GNOME Bugzilla – Bug 527592
Rework a bit Locations.xml
Last modified: 2008-08-31 10:19:12 UTC
I have no idea how Locations.xml was generated in the first place, and maybe we should keep in mind that it should be easy to regenerate it from the same data... However, right now, Locations.xml is really too much about weather stations and not enough about real places in the world. For example, we don't have Tokyo, but we have a "Tokyo Heliport" and "Tokyo International Airport", etc. We should consolidate everything in cities and have good names instead of names of weather stations. It's a big task, though...
(In reply to comment #0) > I have no idea how Locations.xml was generated in the first place, and maybe we > should keep in mind that it should be easy to regenerate it from the same > data... the raw data seems to have come from http://weather.noaa.gov/data/nsd_cccc.txt, described here: http://weather.noaa.gov/tg/site.shtml. (If the links break in the future, that's NOAA's "Meteorological Station Location Information" "Keyed by Location Indicator") A comment at the bottom implies it was generated in 2004. The data file uses country names rather than ISO codes, so if we change the names of any countries in Locations.xml.in, we may want to include another tag/attribute with the original form of the name for easy syncing later. The stations are only divided into sub-national units within the US, so we would need to find some other way to correctly assign the Mexican, Canadian, Belgian, German, British, Australian, Chinese, and Brazilian locations to the appropriate states/provinces/territories. (There are already a bunch of un-figured-out Canadian locations commented out at the bottom of the file.) We could use the data from geonames.org to do this, except that their free data is CC-BY and our free data is GPL, so we can't combine them. Yay freedom.

-- Records --

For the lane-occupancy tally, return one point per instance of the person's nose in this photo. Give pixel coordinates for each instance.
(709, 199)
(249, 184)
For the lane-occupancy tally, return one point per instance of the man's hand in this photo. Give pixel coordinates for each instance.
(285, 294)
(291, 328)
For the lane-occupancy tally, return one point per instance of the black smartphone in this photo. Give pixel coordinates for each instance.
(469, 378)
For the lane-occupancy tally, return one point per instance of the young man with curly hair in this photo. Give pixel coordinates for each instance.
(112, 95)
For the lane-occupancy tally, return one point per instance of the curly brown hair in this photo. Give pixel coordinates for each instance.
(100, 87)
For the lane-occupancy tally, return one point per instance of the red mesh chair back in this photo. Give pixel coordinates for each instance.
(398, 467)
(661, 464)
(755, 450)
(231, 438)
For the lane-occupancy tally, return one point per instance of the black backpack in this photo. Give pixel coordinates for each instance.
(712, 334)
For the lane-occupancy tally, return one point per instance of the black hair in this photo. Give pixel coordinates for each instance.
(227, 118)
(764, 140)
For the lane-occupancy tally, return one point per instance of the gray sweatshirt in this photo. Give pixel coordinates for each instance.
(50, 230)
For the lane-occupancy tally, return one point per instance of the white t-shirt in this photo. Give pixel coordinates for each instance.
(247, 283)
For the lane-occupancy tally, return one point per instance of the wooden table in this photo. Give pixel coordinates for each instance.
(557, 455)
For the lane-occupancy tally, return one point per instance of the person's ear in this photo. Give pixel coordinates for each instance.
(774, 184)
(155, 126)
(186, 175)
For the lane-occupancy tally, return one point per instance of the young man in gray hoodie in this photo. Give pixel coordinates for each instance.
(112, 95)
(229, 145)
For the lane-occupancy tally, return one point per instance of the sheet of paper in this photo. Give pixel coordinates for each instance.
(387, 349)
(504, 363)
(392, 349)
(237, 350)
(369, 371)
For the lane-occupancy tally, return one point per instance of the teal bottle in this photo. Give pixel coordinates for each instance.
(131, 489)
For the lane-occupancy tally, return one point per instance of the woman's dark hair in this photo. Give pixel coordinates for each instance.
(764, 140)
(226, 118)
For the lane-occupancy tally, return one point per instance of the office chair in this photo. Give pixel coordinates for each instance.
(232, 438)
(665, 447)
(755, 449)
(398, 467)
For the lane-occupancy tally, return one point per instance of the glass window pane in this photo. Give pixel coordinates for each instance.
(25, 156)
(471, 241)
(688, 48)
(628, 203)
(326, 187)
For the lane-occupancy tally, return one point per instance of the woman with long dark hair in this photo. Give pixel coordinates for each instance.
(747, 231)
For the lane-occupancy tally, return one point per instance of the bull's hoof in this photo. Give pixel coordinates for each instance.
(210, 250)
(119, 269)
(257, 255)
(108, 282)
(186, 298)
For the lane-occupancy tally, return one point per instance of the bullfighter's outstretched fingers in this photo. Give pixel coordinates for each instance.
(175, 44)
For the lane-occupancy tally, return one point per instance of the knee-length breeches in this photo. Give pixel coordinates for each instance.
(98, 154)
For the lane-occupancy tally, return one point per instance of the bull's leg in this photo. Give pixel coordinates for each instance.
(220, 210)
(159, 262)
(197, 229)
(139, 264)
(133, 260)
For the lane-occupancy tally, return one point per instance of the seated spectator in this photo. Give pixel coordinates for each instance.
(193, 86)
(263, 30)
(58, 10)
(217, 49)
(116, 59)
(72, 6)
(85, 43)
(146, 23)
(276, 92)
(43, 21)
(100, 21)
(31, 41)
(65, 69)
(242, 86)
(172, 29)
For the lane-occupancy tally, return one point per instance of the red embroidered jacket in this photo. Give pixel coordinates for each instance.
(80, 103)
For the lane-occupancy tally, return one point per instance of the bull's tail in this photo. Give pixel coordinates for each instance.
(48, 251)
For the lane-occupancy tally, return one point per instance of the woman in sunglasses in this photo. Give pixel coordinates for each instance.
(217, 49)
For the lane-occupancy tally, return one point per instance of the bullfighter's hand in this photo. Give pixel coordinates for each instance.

-- Stated problem --
Proceed with the Locations.xml bug discussion, picking up after its final sentence. The items are not used in this exercise.

-- Exercise answer --
(In reply to comment #1) > (In reply to comment #0) > > I have no idea how Locations.xml was generated in the first place, and maybe we > > should keep in mind that it should be easy to regenerate it from the same > > data... > > the raw data seems to have come from http://weather.noaa.gov/data/nsd_cccc.txt, > described here: http://weather.noaa.gov/tg/site.shtml. Great! You're obviously way better than me at finding a document on the web ;-) I couldn't find it even after quite some time of search... > (If the links break in the future, that's NOAA's "Meteorological Station > Location Information" "Keyed by Location Indicator") > > A comment at the bottom implies it was generated in 2004. > > The data file uses country names rather than ISO codes, so if we change the > names of any countries in Locations.xml.in, we may want to include another > tag/attribute with the original form of the name for easy syncing later. > > The stations are only divided into sub-national units within the US, so we > would need to find some other way to correctly assign the Mexican, Canadian, > Belgian, German, British, Australian, Chinese, and Brazilian locations to the > appropriate states/provinces/territories. (There are already a bunch of > un-figured-out Canadian locations commented out at the bottom of the file.) We > could use the data from geonames.org to do this, except that their free data is > CC-BY and our free data is GPL, so we can't combine them. Yay freedom. I thought that the 3.0 version of the CC licenses solved most issues, and the geonames.org data is under CC-BY 3.0. Hrm, I'll ask a few people what we can do here.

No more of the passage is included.